** What the exercise asks **
From the line containing "Could you please locate the green foliage" down to the final line of the entries below, quote every line verbatim. Exclude pictures.

== Data for processing ==

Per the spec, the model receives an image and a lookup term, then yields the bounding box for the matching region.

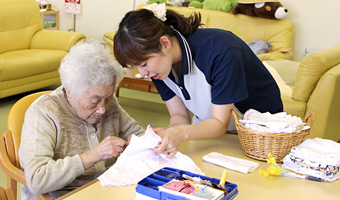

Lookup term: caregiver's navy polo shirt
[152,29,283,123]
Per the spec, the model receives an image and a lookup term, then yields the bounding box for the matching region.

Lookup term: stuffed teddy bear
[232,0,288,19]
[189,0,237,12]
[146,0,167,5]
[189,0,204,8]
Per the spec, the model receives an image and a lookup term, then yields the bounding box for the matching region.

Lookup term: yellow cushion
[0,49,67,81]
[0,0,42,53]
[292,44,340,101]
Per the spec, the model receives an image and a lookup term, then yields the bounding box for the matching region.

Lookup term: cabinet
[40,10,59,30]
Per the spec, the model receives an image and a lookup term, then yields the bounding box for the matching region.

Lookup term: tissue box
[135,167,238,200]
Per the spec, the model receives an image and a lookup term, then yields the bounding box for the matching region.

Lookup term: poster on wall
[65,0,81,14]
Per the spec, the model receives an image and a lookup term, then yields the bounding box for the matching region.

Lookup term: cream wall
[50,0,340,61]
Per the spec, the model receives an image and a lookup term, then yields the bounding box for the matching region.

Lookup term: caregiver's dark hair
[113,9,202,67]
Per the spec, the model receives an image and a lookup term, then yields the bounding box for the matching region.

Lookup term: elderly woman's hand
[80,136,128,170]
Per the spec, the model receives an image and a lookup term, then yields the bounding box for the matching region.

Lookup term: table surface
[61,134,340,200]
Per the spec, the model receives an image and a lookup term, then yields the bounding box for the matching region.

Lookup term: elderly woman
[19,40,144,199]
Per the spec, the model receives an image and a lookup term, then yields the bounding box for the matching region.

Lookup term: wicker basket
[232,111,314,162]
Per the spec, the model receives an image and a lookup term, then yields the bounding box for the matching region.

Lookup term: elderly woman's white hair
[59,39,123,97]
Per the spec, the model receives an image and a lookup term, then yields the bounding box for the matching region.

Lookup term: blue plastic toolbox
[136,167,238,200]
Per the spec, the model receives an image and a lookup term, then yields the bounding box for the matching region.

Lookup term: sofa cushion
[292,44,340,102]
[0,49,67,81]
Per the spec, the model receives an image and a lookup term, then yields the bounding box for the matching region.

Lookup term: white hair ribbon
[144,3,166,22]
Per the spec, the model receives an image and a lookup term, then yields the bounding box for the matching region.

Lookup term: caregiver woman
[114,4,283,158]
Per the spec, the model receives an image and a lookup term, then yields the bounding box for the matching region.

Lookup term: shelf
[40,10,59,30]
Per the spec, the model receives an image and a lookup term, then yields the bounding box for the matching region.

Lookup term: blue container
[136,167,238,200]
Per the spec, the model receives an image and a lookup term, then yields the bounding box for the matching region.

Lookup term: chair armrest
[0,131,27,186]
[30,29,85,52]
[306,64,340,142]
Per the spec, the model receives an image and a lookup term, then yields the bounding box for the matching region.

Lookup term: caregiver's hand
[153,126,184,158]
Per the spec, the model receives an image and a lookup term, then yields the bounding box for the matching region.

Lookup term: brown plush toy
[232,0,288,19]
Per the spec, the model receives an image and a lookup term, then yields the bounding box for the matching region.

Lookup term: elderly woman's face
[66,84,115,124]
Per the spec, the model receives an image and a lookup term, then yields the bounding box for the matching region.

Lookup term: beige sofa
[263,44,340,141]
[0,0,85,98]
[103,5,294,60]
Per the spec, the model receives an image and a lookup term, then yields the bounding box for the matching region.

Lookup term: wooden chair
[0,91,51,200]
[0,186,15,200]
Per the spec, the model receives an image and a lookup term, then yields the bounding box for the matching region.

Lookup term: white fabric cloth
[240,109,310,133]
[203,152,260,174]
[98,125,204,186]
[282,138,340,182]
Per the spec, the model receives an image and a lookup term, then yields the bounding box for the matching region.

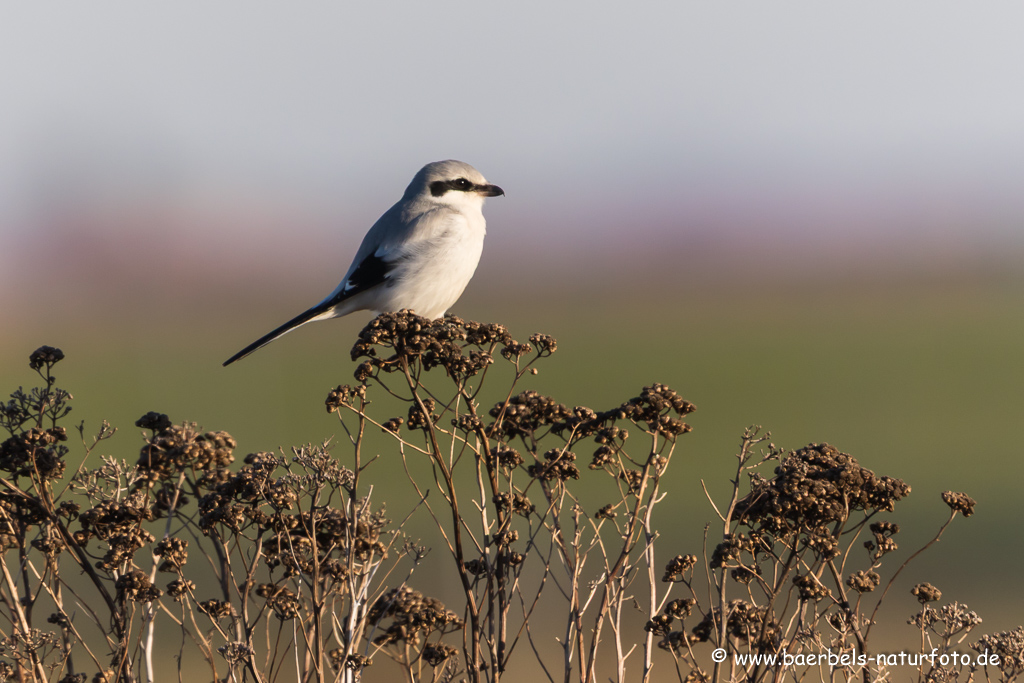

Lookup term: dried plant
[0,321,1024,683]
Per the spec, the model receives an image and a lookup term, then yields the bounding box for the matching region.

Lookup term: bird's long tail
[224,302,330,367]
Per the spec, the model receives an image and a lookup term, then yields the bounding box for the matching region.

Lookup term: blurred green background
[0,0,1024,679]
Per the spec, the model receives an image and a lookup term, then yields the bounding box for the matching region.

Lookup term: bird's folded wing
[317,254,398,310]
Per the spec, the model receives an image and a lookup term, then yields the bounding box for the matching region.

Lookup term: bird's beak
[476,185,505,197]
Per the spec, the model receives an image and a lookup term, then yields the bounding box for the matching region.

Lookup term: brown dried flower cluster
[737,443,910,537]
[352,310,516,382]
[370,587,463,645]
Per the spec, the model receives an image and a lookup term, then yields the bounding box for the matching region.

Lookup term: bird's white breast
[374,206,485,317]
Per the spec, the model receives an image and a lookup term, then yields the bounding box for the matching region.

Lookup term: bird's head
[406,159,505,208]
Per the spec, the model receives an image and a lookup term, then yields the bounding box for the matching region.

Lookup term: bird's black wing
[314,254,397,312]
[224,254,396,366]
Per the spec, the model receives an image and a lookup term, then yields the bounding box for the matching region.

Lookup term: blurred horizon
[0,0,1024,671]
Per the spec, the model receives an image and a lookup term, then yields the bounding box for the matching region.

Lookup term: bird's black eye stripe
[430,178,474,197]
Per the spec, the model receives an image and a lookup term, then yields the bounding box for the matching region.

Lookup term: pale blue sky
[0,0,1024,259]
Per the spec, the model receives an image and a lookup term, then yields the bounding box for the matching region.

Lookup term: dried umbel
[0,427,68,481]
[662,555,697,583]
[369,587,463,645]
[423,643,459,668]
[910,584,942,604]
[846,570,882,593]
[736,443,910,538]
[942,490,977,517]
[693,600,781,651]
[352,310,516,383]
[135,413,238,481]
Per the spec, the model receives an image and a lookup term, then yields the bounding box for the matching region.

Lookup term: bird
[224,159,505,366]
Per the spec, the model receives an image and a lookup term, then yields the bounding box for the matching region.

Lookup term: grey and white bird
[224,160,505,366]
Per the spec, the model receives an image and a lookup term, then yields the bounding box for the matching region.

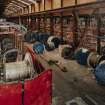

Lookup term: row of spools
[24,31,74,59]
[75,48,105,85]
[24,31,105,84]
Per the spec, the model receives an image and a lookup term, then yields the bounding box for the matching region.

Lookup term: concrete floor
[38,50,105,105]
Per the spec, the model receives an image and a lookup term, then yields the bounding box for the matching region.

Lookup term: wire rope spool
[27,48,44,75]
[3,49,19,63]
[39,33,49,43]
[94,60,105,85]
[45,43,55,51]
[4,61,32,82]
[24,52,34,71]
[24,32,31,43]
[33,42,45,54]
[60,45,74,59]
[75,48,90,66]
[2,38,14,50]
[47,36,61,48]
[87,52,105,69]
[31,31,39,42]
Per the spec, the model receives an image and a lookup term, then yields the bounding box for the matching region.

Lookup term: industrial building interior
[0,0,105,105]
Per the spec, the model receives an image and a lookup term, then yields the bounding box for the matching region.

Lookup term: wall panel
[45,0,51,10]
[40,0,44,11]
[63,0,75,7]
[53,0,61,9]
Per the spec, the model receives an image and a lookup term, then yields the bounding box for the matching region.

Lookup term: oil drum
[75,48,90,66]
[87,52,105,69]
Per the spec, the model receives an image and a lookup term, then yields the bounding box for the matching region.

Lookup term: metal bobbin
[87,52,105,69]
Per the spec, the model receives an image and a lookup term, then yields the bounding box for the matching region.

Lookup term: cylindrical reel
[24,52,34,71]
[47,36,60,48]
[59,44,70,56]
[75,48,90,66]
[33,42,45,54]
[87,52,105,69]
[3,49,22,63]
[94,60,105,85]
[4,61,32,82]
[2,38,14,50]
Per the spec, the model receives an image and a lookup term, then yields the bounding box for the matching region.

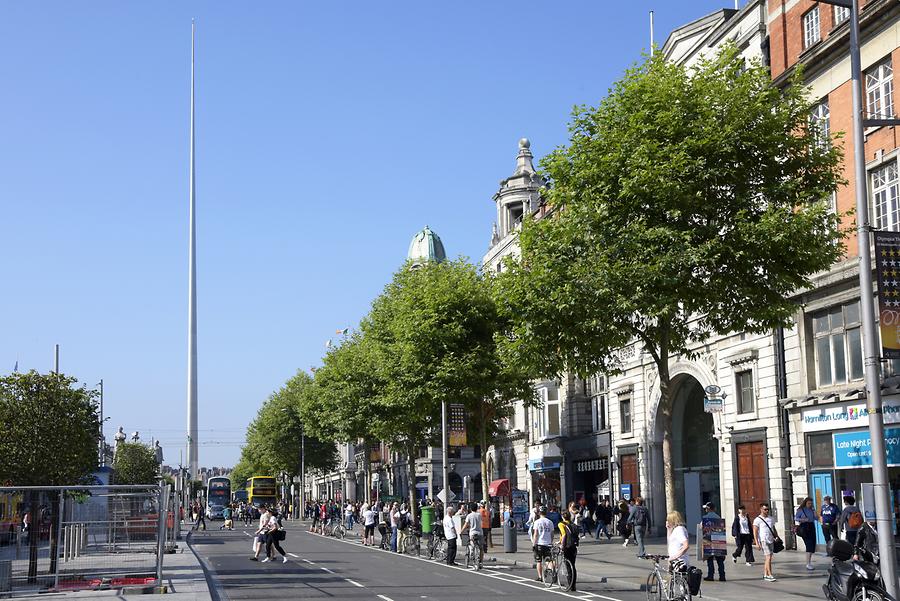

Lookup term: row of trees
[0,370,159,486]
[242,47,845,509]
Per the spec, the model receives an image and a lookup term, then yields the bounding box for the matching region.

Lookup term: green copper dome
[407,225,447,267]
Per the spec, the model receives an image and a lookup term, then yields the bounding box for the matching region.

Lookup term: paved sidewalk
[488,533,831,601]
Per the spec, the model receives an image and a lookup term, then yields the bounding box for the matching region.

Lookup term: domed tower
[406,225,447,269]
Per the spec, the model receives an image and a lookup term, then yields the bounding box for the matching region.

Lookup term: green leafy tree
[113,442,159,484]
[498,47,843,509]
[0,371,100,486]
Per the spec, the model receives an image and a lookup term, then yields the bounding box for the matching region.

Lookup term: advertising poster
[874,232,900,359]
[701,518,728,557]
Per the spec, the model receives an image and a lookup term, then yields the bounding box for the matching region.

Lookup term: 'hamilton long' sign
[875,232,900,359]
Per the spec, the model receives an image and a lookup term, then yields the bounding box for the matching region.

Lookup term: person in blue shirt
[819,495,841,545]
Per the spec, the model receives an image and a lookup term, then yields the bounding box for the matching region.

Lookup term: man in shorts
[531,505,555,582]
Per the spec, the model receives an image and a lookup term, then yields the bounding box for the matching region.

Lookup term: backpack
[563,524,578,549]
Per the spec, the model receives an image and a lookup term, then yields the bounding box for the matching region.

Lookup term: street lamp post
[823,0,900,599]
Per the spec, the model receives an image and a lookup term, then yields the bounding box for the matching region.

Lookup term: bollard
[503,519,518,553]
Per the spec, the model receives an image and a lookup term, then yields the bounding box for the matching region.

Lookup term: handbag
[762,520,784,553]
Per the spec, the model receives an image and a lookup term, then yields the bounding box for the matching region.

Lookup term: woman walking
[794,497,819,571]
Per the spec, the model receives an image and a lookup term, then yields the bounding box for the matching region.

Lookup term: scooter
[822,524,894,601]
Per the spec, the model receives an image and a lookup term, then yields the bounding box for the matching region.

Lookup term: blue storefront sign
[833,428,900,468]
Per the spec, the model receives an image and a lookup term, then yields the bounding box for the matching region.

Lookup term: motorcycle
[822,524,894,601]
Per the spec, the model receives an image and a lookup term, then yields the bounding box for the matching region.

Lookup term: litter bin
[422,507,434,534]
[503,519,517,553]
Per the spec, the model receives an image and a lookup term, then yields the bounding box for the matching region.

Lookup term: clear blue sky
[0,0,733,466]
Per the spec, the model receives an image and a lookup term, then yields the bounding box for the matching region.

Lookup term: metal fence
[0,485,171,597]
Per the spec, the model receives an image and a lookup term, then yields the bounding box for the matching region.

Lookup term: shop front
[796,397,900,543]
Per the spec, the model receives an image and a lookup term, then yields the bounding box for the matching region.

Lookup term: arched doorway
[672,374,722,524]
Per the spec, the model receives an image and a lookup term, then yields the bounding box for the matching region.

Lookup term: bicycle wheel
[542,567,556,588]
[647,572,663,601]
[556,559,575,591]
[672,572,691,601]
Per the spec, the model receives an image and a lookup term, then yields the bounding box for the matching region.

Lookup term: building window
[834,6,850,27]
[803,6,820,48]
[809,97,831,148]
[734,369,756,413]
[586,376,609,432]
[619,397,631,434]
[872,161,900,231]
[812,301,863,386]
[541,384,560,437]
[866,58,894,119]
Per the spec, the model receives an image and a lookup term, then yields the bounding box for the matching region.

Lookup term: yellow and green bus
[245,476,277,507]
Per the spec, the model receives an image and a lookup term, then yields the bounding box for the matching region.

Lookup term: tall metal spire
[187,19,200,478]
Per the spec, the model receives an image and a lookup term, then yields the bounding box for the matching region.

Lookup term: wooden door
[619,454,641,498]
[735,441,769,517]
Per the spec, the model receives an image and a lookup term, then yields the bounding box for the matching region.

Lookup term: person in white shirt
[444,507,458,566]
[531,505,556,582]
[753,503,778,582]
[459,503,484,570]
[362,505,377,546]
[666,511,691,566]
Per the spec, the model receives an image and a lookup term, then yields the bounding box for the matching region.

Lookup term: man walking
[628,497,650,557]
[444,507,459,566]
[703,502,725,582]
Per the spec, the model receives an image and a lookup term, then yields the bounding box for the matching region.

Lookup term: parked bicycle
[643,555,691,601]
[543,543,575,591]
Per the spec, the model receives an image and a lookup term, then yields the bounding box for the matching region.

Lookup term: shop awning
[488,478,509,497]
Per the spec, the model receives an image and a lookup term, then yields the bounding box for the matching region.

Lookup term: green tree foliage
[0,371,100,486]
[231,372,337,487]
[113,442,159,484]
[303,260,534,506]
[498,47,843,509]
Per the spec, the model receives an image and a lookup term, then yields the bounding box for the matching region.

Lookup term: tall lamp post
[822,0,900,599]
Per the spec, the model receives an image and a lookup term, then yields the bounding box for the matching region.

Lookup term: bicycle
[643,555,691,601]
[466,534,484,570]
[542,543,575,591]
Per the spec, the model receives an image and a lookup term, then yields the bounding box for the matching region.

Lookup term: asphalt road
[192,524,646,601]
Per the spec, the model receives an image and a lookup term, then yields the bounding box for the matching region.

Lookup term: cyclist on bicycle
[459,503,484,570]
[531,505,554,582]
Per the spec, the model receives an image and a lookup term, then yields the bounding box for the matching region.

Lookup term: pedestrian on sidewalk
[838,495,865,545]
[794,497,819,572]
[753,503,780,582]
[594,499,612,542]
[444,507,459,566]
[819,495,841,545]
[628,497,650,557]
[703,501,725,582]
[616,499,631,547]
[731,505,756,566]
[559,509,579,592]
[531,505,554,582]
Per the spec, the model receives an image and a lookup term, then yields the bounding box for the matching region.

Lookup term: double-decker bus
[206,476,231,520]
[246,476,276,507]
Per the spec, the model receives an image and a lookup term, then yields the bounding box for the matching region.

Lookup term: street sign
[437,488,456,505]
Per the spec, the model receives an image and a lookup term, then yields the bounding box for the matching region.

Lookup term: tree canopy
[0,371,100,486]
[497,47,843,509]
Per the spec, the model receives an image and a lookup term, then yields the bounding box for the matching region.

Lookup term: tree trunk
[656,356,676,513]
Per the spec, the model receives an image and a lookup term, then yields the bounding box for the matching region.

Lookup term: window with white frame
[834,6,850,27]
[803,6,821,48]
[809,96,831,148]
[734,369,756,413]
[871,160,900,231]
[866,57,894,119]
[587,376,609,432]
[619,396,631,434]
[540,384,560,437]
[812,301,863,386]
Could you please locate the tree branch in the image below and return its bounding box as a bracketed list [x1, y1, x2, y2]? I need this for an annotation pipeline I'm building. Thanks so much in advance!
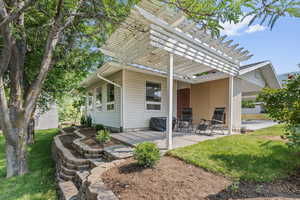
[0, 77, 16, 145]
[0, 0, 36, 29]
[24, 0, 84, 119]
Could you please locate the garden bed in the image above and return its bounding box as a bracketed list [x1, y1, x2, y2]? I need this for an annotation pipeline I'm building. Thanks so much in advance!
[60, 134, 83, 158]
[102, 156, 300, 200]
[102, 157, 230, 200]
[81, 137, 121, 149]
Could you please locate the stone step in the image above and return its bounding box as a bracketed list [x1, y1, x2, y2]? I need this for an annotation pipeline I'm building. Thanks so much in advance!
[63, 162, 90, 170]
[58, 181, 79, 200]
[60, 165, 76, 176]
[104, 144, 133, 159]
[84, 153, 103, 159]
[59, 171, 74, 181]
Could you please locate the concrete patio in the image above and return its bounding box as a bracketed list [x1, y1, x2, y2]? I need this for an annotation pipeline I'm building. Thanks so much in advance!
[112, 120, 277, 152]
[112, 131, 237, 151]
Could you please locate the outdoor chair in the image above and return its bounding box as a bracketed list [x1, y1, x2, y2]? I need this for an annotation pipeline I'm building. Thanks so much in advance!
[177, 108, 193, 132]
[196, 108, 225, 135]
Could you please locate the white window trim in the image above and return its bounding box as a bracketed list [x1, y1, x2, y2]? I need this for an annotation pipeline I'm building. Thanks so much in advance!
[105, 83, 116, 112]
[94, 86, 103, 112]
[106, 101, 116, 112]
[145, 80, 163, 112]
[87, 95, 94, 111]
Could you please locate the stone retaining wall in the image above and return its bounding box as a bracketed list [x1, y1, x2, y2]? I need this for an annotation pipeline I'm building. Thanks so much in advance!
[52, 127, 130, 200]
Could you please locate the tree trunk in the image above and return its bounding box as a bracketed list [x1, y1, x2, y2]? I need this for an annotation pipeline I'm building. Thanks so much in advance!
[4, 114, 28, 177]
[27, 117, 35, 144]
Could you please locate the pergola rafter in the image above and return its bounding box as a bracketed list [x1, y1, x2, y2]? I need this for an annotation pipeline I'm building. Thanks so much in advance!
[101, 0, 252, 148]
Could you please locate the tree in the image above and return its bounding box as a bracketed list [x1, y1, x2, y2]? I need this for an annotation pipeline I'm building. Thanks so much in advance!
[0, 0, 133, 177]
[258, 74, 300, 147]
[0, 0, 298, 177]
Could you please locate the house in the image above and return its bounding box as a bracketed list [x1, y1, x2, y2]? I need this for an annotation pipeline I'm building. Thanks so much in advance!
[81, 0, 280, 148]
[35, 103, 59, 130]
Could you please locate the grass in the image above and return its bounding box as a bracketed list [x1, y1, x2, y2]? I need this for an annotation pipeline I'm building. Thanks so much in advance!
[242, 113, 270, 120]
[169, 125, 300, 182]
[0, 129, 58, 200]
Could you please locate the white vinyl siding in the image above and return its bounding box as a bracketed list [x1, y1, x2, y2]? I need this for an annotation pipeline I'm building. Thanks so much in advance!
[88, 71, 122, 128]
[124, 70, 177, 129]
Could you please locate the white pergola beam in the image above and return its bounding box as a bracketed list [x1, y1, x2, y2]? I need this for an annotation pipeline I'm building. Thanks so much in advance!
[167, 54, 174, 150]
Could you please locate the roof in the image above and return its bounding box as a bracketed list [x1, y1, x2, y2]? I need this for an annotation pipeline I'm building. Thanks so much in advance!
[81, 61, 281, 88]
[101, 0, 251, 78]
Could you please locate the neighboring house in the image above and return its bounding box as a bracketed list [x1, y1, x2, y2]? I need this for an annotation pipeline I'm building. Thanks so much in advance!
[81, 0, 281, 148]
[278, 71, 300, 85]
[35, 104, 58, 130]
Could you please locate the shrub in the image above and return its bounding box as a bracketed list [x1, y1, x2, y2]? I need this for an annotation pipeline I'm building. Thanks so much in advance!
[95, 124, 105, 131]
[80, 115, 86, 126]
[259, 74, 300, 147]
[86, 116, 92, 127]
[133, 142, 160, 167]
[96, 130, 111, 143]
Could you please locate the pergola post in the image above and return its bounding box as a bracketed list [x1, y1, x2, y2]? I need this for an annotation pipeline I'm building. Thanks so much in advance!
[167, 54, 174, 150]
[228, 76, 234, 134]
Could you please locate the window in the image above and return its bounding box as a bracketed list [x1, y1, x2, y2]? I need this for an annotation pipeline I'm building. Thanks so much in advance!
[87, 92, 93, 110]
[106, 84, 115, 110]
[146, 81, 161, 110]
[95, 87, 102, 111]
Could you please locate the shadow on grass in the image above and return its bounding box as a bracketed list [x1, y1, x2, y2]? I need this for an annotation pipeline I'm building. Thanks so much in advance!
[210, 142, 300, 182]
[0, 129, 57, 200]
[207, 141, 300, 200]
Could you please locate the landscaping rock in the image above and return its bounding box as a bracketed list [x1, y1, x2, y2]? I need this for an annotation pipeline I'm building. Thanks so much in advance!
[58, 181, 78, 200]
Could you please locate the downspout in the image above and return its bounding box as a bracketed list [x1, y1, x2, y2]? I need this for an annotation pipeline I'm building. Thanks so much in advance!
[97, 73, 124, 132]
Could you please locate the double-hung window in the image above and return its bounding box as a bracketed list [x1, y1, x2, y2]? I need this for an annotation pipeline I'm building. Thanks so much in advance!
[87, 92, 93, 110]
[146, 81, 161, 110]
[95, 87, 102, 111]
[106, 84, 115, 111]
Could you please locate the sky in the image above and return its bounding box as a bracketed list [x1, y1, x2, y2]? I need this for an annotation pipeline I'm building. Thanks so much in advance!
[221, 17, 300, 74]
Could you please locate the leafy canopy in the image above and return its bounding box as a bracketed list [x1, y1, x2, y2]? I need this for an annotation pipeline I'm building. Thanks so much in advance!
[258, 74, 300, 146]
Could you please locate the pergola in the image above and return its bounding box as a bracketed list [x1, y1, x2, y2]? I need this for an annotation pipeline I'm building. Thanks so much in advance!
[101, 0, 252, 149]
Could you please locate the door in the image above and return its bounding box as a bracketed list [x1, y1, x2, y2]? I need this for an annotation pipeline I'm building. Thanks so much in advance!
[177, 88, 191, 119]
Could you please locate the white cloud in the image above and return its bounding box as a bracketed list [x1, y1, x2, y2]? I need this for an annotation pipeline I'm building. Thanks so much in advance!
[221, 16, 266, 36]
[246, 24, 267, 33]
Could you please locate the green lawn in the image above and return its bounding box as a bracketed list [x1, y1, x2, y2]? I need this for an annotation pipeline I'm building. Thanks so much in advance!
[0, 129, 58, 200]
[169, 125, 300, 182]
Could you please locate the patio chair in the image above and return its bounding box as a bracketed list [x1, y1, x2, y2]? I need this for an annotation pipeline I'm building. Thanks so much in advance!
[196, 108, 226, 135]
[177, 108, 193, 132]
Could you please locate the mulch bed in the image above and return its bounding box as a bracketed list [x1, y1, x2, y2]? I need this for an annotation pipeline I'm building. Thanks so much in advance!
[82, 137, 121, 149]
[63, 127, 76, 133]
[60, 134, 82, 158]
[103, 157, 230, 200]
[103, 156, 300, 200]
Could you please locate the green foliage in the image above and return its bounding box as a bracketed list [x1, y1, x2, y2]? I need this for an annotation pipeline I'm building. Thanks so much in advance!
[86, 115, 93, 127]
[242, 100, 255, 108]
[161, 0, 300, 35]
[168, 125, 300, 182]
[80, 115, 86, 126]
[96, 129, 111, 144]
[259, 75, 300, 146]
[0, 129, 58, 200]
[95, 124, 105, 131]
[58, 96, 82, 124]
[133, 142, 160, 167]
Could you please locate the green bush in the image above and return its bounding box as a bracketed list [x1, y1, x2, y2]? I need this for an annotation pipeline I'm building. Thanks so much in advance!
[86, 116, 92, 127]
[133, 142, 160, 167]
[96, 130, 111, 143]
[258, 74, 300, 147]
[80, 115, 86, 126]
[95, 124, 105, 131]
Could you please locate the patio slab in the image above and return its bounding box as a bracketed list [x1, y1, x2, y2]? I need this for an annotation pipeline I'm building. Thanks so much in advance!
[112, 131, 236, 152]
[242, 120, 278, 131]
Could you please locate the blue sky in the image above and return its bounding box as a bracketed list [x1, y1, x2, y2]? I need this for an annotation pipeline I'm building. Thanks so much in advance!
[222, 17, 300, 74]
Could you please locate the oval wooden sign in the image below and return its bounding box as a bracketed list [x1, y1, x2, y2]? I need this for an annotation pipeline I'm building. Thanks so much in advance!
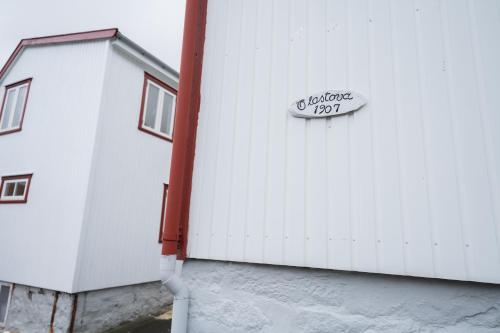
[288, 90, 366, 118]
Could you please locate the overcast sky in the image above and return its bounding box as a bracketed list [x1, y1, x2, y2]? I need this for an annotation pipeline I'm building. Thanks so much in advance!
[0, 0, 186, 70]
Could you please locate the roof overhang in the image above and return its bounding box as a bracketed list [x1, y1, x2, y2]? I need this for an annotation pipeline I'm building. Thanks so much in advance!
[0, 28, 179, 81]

===

** Task solution **
Could you please locate the green foliage in the image above and return its bounding box as a bracketed list [x1, y1, x2, y2]? I need this for an annotation pipeline I'm building. Thanks so much in advance!
[86, 115, 93, 127]
[242, 100, 255, 108]
[161, 0, 300, 35]
[168, 125, 300, 182]
[80, 115, 86, 126]
[96, 129, 111, 144]
[259, 75, 300, 146]
[0, 129, 58, 200]
[95, 124, 105, 131]
[58, 96, 82, 124]
[133, 142, 160, 167]
Could you please locate the green bush in the image above and return its bounding box as a bracketed list [x1, y1, x2, y2]? I need this for an annotation pipeline I'm building. Thanks so much in advance!
[86, 116, 92, 127]
[133, 142, 160, 167]
[96, 130, 111, 143]
[258, 74, 300, 147]
[80, 115, 86, 126]
[95, 124, 105, 131]
Could you please locate the patio slab in the image above and return its bounding box as a bracketed list [x1, y1, x2, y2]? I need this for an annotation pipeline I'm building. Thanks so much in advance!
[112, 131, 236, 152]
[242, 120, 278, 131]
Could you please locate the blue sky in the image above and return its bounding box as a bracketed list [x1, y1, x2, y2]? I need this for an annotation pipeline I'm building. Thanks so much in advance!
[222, 17, 300, 74]
Could you please locate the oval wooden sign in the image below and return its bounding box as a bracketed list [x1, y1, x2, y2]? I need this for an annotation pipeline I'm building. Thanks so much in advance!
[288, 90, 366, 118]
Could you please locate the overcast sky in the image above and return its bounding box as a bracketed list [x1, y1, x2, y2]? I need this for an annotation pipeline I'm building. Thanks so much in advance!
[0, 0, 186, 70]
Could you please locate the roof overhang in the image above and return its bounding box as a bracketed list [x1, y1, x2, y2]? I need this for an annotation pipeline I'm building. Thanks so much in advance!
[0, 28, 179, 81]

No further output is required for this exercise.